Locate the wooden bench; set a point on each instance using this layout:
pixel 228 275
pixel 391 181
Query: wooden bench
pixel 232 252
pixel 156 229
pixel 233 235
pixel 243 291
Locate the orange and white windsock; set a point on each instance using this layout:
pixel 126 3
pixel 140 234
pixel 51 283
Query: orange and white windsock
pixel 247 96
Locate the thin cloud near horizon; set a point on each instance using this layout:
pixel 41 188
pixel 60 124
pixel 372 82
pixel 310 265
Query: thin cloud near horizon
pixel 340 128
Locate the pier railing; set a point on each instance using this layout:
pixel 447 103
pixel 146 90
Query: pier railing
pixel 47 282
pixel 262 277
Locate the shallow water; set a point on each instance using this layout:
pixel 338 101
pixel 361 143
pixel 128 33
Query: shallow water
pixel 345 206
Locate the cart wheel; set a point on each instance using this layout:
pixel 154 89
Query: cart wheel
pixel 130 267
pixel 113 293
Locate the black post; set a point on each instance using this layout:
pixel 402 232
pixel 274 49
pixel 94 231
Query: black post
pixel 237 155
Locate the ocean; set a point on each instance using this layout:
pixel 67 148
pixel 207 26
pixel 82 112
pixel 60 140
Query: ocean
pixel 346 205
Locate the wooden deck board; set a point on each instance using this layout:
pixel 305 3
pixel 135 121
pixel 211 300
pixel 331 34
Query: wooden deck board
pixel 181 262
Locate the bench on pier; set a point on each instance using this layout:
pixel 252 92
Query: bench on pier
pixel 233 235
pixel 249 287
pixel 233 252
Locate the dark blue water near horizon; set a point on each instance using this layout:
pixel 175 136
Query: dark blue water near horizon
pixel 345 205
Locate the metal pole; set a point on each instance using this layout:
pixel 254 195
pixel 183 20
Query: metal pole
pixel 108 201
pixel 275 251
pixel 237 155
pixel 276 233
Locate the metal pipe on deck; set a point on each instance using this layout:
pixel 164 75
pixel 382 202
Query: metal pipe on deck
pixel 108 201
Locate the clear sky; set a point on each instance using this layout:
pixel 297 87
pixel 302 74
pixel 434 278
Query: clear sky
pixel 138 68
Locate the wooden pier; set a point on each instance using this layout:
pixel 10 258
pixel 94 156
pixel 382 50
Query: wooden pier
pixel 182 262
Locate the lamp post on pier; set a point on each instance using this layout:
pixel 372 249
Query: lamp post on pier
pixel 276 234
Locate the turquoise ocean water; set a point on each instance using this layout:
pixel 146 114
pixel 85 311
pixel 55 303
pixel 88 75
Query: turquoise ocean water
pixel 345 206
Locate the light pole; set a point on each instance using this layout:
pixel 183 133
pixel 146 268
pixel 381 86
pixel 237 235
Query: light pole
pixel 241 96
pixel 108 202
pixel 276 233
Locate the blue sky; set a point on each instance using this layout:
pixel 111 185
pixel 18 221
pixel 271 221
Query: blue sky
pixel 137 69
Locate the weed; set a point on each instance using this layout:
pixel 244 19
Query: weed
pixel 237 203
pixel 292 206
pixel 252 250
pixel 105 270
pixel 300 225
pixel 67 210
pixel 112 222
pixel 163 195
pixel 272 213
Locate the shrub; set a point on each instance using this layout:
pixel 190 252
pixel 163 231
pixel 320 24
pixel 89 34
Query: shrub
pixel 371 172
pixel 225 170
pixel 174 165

---------------

Task brief
Only the lines from the one that contains "Locate the turquoise" to the end of the entries above should be given again, exactly and in full.

Output of the exercise
Locate the turquoise ocean water; set a point on each instance using this layout:
pixel 146 114
pixel 85 311
pixel 55 303
pixel 88 75
Query: turquoise ocean water
pixel 345 206
Locate the light pole; set a point on each instance using this layout:
pixel 183 133
pixel 146 268
pixel 381 86
pixel 237 235
Query: light pole
pixel 241 96
pixel 108 202
pixel 276 233
Locate the blue sky; set a point on each instance using this layout:
pixel 111 185
pixel 18 221
pixel 271 221
Query: blue sky
pixel 137 69
Locate the weed; set a point on each instance using this layout:
pixel 244 19
Query: weed
pixel 237 203
pixel 292 206
pixel 252 250
pixel 105 270
pixel 300 225
pixel 67 210
pixel 112 222
pixel 163 195
pixel 272 213
Locate the shrub; set a point on each instance using this layout:
pixel 190 252
pixel 163 231
pixel 320 24
pixel 89 34
Query: shrub
pixel 371 172
pixel 225 170
pixel 174 165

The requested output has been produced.